• TASK GOAL: Please return each entry that follows exactly as written, and keep the pictures out.

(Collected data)
########################################

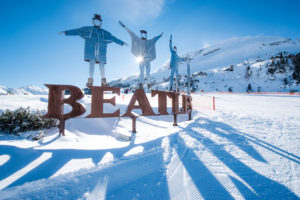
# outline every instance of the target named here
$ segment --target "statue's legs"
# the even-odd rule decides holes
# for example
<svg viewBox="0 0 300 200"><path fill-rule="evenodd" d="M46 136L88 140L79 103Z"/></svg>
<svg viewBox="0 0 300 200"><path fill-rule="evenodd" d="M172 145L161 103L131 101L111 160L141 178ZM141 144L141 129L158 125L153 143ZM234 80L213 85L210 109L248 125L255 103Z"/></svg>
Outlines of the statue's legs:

########################################

• ANSWER FOR THIS EXERCISE:
# outline every instance of the target named here
$ segment --target "statue's legs"
# the even-odd rule decides holes
# for example
<svg viewBox="0 0 300 200"><path fill-rule="evenodd" d="M46 136L88 140L79 103Z"/></svg>
<svg viewBox="0 0 300 200"><path fill-rule="evenodd" d="M172 145L161 103L131 101L111 160L141 178ZM141 144L141 129L158 125L153 143ZM234 80L213 85L210 109L248 125L255 103Z"/></svg>
Outlines of the statue's legs:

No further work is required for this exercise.